Document extract:

----------

- Born: 5 October 1936 Hamburg, Germany
- Died: 24 September 2016 (aged 79) Canberra, Australia
- Known for: Glass art
- Notable work: Portland Panels

= Klaus Moje =

German–Australian glass artist

Klaus Moje (5 October 1936 – 24 September 2016) was a German born, Australian glass artist and educator. Moje was the founding workshop head of the Australian National University (ANU) School of Art Glass Workshop in Canberra, Australia.

==Biography==

===Early life===

Klaus Moje was born in 1936 in Germany to a family of glass workers who specialised in providing bevelled and decorated glass for things such as mirrors and shelving. Moje became a journeyman glass cutter and worked in his family's shop until he received a scholarship to study glass art in Rheinbach and then in Hadamar. After a brief time as a German folk singer, Moje opened a stained glass studio with Isgard Moje-Wohlgemuth. Moje made his first entry into the glass art world with carved and polished glass sculptures. Although these pieces garnered him quite a bit of attention, he abandoned the cut glass work when he discovered a caché of colourful glass canes that were used to make buttons for the garment industry.

=== Fused Glass ===
Around the year 1975, Moje began cutting the rods into thin wafers or strips and fusing them together in a kiln. The pieces would then be cut again and re-fused to create rhythmic patterns of vibrant colour. In 1976, Moje returned to Hamburg after a short time living in Danzinger Strasse. Moje became a founding member of Galerie der Kunsthandwerker and in 1978 through 1982 he was a member of the Jury of Arbeitsgemeinschaft des Deutschen Kunsthandwerks. Meanwhile, Moje continued working with the glass rods. The process was fraught with failure caused by the material. Many of the glass colours were incompatible with each other, causing the work to break in the kiln or even after the firing process had finished. The work that did survive was often heavily devitrified. Moje's background as a glass cutter came to the fore as he had to carve away the contaminated surface to reveal the colour he desired.

=== Pilchuck ===

In 1979, Moje was invited to be a guest lecturer at the Pilchuck Glass School in Stanwood, Washington. The school, started by Dale Chihuly, was geared mainly toward glassblowing, but Moje gave a talk about his recent fused glass works. He discussed the issues he was having with the material and lamented the fact that the factory that had been making the rods was planning to cease production when the master who knew the formula to make them retired. Moje was looking for a glass manufacturer that could make a wide palette of coloured glass but also help with the incompatibility and devitrification problems that he was experiencing. One of his students at Pilchuck was Boyce Lundstrom.

===Bullseye===

A few years before Moje's visit to Pilchuck, Boyce Lundstrom and his partner Dan Schwoerer had started making coloured glass for the growing stained glass market. Based in Portland, Oregon, Bullseye Glass was the "day job" for the self-described "hippy glassblowers." Schwoerer and Lundstrom were intrigued by the work that Moje was producing and invited him to the factory (really just a house in SE Portland). During that visit, Schwoerer and Lundstrom promised Moje that they would develop a glass specifically for fusing. Two years later a box of glass arrived at Moje's doorstep.

----------

Data section:
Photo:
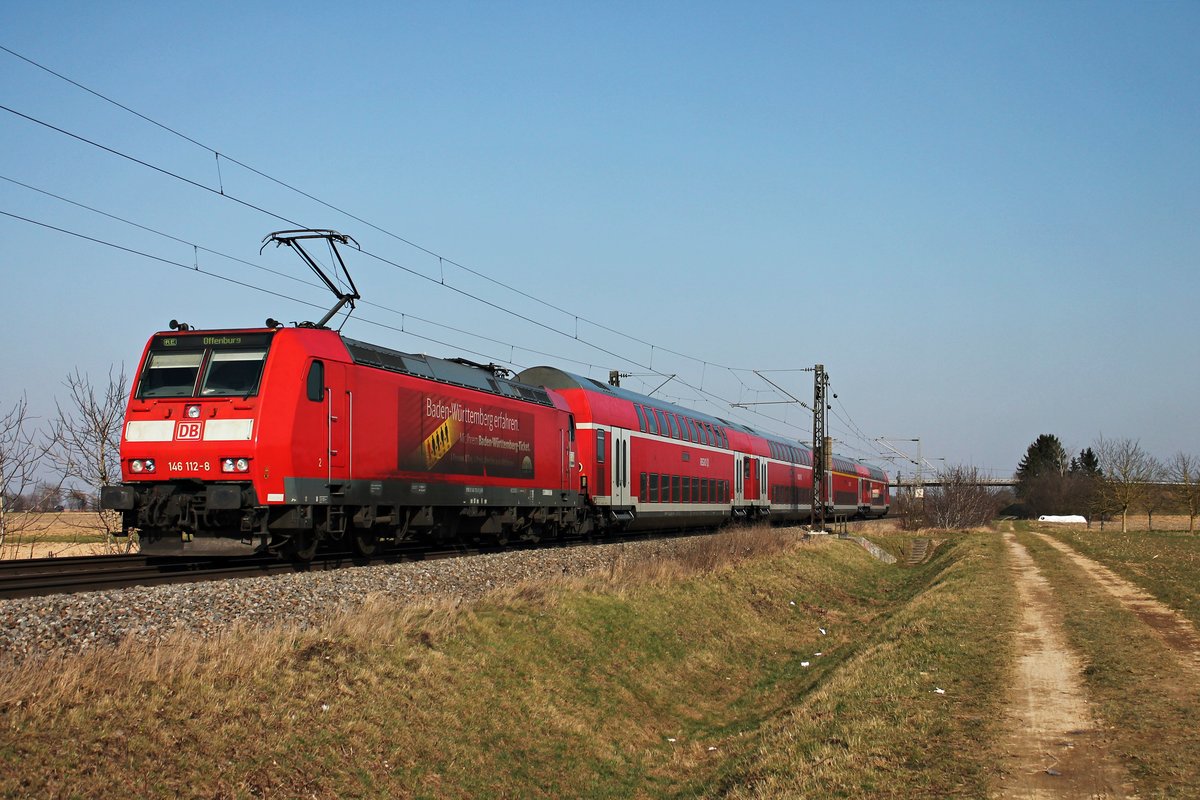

----------

Exercise goal: Extract from the Klaus Moje biography the part that opens with the words containing "In 1979, Moje" and closes with "was Boyce Lundstrom.". Reproduce it exactly.

Response to the task:
In 1979, Moje was invited to be a guest lecturer at the Pilchuck Glass School in Stanwood, Washington. The school, started by Dale Chihuly, was geared mainly toward glassblowing, but Moje gave a talk about his recent fused glass works. He discussed the issues he was having with the material and lamented the fact that the factory that had been making the rods was planning to cease production when the master who knew the formula to make them retired. Moje was looking for a glass manufacturer that could make a wide palette of coloured glass but also help with the incompatibility and devitrification problems that he was experiencing. One of his students at Pilchuck was Boyce Lundstrom.